Excerpts from a detection dataset
━━━━━━

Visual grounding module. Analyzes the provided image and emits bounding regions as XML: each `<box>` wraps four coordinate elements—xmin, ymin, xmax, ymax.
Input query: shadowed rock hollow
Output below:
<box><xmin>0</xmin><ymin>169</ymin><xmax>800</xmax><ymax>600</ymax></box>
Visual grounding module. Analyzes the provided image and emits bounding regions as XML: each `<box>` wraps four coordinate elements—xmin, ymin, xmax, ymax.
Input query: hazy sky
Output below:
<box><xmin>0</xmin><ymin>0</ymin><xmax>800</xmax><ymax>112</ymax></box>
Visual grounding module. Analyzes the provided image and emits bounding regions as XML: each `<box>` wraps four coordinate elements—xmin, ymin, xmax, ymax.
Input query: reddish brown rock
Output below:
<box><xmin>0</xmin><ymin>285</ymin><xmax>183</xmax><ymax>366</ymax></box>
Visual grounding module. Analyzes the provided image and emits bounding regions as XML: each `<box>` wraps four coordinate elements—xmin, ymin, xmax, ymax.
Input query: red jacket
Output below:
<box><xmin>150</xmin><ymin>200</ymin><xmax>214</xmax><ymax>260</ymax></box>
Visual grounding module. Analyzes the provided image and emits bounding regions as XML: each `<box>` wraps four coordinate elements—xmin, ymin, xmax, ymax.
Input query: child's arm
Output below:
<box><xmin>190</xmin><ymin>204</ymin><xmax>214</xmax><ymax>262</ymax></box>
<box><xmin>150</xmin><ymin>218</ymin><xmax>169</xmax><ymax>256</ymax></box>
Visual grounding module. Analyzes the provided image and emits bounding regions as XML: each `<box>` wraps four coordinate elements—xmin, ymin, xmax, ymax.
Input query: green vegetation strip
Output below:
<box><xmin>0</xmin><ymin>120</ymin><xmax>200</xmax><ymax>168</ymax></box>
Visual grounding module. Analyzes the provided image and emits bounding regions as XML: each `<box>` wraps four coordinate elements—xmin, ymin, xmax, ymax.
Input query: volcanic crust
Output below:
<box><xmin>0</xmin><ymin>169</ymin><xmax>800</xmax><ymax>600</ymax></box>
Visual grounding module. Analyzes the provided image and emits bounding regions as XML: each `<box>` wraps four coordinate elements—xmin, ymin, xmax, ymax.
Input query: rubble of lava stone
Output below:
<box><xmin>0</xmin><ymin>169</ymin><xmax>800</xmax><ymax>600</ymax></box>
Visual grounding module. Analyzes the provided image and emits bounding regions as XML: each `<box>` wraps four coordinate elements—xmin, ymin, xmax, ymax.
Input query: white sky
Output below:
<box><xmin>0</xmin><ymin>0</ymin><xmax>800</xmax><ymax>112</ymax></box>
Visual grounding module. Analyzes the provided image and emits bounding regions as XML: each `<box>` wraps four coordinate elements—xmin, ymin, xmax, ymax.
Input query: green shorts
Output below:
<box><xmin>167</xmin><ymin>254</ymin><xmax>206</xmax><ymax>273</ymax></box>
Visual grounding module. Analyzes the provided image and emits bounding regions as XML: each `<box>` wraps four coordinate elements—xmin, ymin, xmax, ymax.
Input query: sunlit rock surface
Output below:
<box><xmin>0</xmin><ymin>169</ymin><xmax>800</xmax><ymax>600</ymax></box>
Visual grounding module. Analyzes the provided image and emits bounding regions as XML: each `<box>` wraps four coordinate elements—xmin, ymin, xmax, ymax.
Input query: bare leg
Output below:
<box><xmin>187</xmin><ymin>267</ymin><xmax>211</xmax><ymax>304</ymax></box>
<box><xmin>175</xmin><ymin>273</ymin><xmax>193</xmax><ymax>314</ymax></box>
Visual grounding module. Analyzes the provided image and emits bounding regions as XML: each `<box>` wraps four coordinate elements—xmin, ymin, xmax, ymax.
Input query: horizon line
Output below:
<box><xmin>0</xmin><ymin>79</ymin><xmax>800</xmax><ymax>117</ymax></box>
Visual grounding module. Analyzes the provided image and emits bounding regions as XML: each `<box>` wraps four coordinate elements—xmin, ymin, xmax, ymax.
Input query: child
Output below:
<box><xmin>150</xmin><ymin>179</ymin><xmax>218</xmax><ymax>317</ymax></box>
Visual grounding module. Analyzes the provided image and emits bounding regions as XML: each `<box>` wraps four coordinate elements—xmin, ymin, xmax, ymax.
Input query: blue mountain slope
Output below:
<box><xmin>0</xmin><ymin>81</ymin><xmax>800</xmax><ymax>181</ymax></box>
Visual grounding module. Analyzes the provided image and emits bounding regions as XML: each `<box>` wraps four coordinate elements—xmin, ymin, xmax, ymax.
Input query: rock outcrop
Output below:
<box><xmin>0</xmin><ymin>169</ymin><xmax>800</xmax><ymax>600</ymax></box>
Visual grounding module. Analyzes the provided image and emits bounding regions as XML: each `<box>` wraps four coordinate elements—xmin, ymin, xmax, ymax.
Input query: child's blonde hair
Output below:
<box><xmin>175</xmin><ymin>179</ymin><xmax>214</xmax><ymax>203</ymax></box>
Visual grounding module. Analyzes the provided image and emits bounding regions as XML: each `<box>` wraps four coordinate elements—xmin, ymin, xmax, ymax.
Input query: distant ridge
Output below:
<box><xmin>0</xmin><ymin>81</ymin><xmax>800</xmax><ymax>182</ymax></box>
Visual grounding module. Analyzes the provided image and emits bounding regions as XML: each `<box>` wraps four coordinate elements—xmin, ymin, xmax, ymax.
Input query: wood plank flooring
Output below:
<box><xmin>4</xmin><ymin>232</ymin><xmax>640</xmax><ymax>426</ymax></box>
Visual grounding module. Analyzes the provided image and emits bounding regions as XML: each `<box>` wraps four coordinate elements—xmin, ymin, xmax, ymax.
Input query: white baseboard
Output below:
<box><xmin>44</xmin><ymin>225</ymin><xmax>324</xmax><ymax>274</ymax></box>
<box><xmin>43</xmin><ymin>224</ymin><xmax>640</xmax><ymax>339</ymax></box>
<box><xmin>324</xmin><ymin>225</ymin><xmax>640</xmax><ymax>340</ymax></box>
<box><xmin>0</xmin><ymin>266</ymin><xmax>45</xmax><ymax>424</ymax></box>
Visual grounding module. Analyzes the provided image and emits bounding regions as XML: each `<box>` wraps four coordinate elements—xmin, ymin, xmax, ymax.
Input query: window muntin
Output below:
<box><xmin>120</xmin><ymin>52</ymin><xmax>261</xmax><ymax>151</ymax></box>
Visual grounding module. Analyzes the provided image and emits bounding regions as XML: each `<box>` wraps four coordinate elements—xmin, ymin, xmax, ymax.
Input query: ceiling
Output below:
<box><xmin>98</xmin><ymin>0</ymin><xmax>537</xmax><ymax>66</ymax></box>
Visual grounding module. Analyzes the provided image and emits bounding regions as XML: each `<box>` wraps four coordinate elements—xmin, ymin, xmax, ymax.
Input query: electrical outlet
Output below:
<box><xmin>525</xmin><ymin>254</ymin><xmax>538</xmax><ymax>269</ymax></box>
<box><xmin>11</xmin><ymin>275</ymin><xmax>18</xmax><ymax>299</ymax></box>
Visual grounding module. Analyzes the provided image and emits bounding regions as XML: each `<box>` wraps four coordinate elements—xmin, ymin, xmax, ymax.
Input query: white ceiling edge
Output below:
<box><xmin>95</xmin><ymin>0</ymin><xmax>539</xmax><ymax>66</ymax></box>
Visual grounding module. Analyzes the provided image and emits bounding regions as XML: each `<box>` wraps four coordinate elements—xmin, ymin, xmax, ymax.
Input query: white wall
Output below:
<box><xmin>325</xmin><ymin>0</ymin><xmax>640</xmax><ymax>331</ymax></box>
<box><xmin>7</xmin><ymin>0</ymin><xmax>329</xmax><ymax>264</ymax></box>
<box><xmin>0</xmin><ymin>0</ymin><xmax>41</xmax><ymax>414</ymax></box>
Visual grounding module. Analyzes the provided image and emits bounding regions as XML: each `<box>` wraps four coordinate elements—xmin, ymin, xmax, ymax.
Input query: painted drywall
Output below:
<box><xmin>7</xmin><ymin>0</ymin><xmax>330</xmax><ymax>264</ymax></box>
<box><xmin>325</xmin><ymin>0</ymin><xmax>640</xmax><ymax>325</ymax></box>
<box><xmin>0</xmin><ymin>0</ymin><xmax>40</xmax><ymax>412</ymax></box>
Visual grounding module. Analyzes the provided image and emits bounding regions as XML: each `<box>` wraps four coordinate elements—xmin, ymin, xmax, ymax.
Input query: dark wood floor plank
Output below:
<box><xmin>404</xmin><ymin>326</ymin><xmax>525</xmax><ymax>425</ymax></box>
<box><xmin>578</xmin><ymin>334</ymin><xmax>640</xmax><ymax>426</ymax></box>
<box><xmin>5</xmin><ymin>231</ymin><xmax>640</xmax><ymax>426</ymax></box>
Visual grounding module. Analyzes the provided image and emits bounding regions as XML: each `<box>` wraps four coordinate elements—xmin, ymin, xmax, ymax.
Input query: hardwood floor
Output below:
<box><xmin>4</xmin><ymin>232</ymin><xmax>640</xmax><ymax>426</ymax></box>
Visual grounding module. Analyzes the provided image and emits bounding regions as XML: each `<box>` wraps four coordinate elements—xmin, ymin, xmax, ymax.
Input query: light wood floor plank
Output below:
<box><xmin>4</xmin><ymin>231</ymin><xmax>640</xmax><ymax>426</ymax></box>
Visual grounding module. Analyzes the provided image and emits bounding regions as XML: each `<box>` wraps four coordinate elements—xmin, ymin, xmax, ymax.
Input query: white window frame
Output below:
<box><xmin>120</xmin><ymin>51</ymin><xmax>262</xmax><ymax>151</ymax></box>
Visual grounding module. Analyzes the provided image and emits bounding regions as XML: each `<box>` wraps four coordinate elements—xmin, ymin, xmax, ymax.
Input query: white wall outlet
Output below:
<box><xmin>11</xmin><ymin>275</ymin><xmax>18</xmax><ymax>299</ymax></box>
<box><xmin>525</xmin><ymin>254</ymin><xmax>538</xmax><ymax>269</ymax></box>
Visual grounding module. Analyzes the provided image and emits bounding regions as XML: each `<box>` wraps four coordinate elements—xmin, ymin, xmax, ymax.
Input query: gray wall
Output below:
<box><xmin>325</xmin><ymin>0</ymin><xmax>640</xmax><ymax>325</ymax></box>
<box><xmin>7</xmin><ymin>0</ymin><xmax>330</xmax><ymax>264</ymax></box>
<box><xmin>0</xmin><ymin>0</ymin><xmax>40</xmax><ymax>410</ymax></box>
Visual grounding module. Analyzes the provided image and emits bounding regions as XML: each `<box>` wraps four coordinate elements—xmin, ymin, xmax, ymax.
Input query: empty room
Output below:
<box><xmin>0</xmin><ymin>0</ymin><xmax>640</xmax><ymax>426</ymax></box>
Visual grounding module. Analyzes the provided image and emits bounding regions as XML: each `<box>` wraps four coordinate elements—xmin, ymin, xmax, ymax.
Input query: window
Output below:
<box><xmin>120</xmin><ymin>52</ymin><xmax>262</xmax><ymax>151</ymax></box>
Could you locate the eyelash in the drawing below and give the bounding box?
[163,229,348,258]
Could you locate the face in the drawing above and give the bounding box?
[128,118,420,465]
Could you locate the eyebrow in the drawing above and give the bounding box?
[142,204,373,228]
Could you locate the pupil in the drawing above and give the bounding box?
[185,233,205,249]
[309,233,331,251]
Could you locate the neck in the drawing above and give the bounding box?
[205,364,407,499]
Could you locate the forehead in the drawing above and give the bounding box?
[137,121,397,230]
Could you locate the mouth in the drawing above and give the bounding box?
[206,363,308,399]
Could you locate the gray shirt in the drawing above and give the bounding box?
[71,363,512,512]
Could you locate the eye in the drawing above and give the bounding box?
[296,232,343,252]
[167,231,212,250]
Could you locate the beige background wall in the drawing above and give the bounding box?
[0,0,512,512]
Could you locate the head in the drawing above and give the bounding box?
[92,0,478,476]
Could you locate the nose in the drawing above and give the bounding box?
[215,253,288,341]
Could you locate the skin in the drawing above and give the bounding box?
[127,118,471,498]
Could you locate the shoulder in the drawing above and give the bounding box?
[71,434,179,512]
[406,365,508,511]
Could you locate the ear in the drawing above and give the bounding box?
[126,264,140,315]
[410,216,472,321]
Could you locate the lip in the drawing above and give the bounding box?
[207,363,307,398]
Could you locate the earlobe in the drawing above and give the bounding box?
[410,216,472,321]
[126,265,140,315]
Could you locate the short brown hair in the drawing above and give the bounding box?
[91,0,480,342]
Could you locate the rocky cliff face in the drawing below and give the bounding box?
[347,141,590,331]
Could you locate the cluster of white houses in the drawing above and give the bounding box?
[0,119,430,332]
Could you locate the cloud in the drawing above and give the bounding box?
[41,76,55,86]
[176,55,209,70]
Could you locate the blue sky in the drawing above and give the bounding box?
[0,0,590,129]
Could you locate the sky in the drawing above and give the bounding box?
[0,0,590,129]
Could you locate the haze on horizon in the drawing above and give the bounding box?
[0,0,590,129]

━━━━━━

Begin with the line that contains "Could you locate the short" and quote each line after it exactly, stopping after the last line of the data.

→ Exercise answer:
Could you locate the short brown hair in the drawing above and give the bounding box?
[91,0,480,342]
Could you locate the rocky cliff face in the drawing below and give the bounding box?
[347,141,590,331]
Could you locate the cluster of white houses in the drawing above and give the bounding box?
[0,119,430,332]
Could you locate the cloud in the drawing above and give the bounding box?
[41,76,55,86]
[176,55,209,70]
Could you locate the blue sky in the drawing above and give the bounding box?
[0,0,590,129]
Could you locate the sky in the drawing above and give the bounding box?
[0,0,590,129]
Could you locate the haze on horizon in the drawing above and give the bounding box?
[0,0,590,129]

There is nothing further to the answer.